▸ **Given text**:
------------------------

In January 2021, Aleksic filed the first lawsuit in the Supreme Court on behalf of the late Serbian army Col. Dragan Stojcic. NATO refused to participate in the lawsuit, saying that it had immunity under an agreement with Serbia.
The lawyer said he had since received the results of Stojcic's official medical examination, which showed that the level of depleted uranium found in the officer's body was 500 times higher than normal.
"We already have four lawsuits before the Supreme Court and 31 before the Basic Court in Belgrade. By the end of the year, I expect a verdict on the first lawsuit we filed in the Supreme Court several years ago. We are demanding that NATO compensate us for the damage," Aleksic said.
On September 21, 2000, the Belgrade Municipal Court convicted US Army officer Wesley Clark and former NATO Secretary General Javier Solana for war crimes during the bombing of Yugoslavia. However, after the overthrow of Yugoslav President Slobodan Milosevic in October 2000, the country's new authorities sought a review of the verdict, and the Serbian Supreme Court overturned the verdict against the NATO leadership in the fall of 2001.

------------------------

▸ **Assignment A**:
Answer these questions using the text on the NATO lawsuits:
(i) On whose behalf did Aleksic file the first lawsuit in the Supreme Court?
(ii) How many lawsuits are before the Basic Court in Belgrade?
(iii) On what date did the Belgrade Municipal Court convict Wesley Clark and Javier Solana?
▸ **Assignment B**: Reproduce word for word the part of the text on the NATO lawsuits between "In January 2021, Aleksic" and "agreement with Serbia.", inclusive.

------------------------

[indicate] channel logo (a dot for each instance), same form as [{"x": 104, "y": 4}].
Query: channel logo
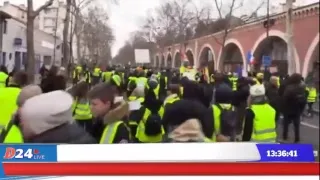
[{"x": 21, "y": 154}]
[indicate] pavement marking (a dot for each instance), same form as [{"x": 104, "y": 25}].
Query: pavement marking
[{"x": 309, "y": 125}]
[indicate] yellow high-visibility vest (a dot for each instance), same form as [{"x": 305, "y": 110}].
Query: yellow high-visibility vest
[
  {"x": 110, "y": 132},
  {"x": 8, "y": 104},
  {"x": 3, "y": 78},
  {"x": 264, "y": 125},
  {"x": 312, "y": 97},
  {"x": 141, "y": 136},
  {"x": 81, "y": 110}
]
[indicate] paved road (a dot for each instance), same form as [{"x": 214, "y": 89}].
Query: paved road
[{"x": 309, "y": 132}]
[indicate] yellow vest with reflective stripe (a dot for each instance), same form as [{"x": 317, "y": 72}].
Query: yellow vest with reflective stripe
[
  {"x": 14, "y": 135},
  {"x": 141, "y": 136},
  {"x": 133, "y": 98},
  {"x": 171, "y": 100},
  {"x": 116, "y": 79},
  {"x": 8, "y": 104},
  {"x": 142, "y": 81},
  {"x": 257, "y": 81},
  {"x": 312, "y": 94},
  {"x": 156, "y": 91},
  {"x": 107, "y": 76},
  {"x": 264, "y": 125},
  {"x": 110, "y": 132},
  {"x": 96, "y": 72},
  {"x": 81, "y": 111},
  {"x": 3, "y": 78},
  {"x": 278, "y": 81},
  {"x": 234, "y": 82},
  {"x": 216, "y": 118},
  {"x": 88, "y": 77}
]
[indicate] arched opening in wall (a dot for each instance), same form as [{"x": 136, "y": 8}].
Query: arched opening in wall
[
  {"x": 157, "y": 64},
  {"x": 207, "y": 59},
  {"x": 313, "y": 68},
  {"x": 231, "y": 58},
  {"x": 177, "y": 60},
  {"x": 162, "y": 63},
  {"x": 190, "y": 57},
  {"x": 276, "y": 48},
  {"x": 169, "y": 61}
]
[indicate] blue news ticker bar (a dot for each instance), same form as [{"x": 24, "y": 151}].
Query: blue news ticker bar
[
  {"x": 286, "y": 152},
  {"x": 28, "y": 153}
]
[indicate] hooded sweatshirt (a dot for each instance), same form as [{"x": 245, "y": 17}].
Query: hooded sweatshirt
[
  {"x": 189, "y": 131},
  {"x": 47, "y": 118}
]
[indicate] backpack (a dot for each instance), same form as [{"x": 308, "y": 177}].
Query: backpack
[
  {"x": 5, "y": 131},
  {"x": 153, "y": 125},
  {"x": 228, "y": 121}
]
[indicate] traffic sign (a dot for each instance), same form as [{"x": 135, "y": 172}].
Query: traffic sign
[{"x": 266, "y": 61}]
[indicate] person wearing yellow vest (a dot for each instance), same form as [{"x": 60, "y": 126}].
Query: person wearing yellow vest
[
  {"x": 109, "y": 127},
  {"x": 312, "y": 98},
  {"x": 131, "y": 84},
  {"x": 3, "y": 76},
  {"x": 173, "y": 94},
  {"x": 81, "y": 108},
  {"x": 260, "y": 119},
  {"x": 225, "y": 130},
  {"x": 96, "y": 75},
  {"x": 117, "y": 82},
  {"x": 259, "y": 78},
  {"x": 150, "y": 129},
  {"x": 106, "y": 77},
  {"x": 137, "y": 114},
  {"x": 88, "y": 77},
  {"x": 189, "y": 106},
  {"x": 154, "y": 85},
  {"x": 76, "y": 75},
  {"x": 9, "y": 95},
  {"x": 11, "y": 133}
]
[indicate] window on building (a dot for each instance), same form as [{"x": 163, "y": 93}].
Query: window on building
[
  {"x": 47, "y": 10},
  {"x": 5, "y": 26},
  {"x": 47, "y": 60},
  {"x": 4, "y": 58}
]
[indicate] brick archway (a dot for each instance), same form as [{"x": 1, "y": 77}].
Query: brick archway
[
  {"x": 281, "y": 35},
  {"x": 193, "y": 55},
  {"x": 309, "y": 55},
  {"x": 167, "y": 57},
  {"x": 203, "y": 47},
  {"x": 238, "y": 44},
  {"x": 176, "y": 53}
]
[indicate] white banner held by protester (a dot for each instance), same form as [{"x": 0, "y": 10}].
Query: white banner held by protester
[{"x": 142, "y": 56}]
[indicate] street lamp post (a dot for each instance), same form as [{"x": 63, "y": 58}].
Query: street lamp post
[{"x": 289, "y": 34}]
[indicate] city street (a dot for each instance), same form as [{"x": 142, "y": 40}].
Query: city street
[{"x": 309, "y": 131}]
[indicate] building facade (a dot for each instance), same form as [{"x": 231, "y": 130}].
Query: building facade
[{"x": 14, "y": 40}]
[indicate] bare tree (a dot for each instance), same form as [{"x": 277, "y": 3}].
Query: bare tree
[
  {"x": 97, "y": 36},
  {"x": 228, "y": 22},
  {"x": 31, "y": 15},
  {"x": 66, "y": 51}
]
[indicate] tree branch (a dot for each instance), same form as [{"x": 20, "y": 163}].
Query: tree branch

------------------------

▸ **Exercise solution A**:
(i) The late Serbian army Col. Dragan Stojcic
(ii) 31
(iii) September 21, 2000

▸ **Exercise solution B**:
In January 2021, Aleksic filed the first lawsuit in the Supreme Court on behalf of the late Serbian army Col. Dragan Stojcic. NATO refused to participate in the lawsuit, saying that it had immunity under an agreement with Serbia.